**Task prompt**
Rewrite the rows below, replacing every "Bounding boxes" with "Box coordinates" and leaving everything else the same.

**Rows**
════════

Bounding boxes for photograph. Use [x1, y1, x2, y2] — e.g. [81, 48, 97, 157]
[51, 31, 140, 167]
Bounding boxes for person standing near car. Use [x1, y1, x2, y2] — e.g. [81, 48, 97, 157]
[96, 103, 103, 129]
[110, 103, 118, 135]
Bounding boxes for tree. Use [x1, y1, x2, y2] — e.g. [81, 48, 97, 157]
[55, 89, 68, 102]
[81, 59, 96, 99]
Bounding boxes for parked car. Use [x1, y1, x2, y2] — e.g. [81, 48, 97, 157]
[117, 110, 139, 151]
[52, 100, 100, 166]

════════

**Finished exercise**
Box coordinates for photograph. Use [x1, y1, x2, y2] — e.g. [81, 48, 97, 157]
[51, 31, 140, 167]
Box coordinates for person standing near car. Use [x1, y1, x2, y2] — e.g. [81, 48, 97, 157]
[96, 103, 103, 129]
[110, 103, 118, 135]
Box coordinates for tree. Use [x1, y1, x2, y2] — e.g. [81, 48, 97, 157]
[55, 89, 68, 102]
[81, 59, 96, 99]
Box coordinates for parked car. Use [x1, y1, x2, y2] — e.g. [81, 48, 97, 157]
[117, 110, 139, 151]
[52, 100, 100, 166]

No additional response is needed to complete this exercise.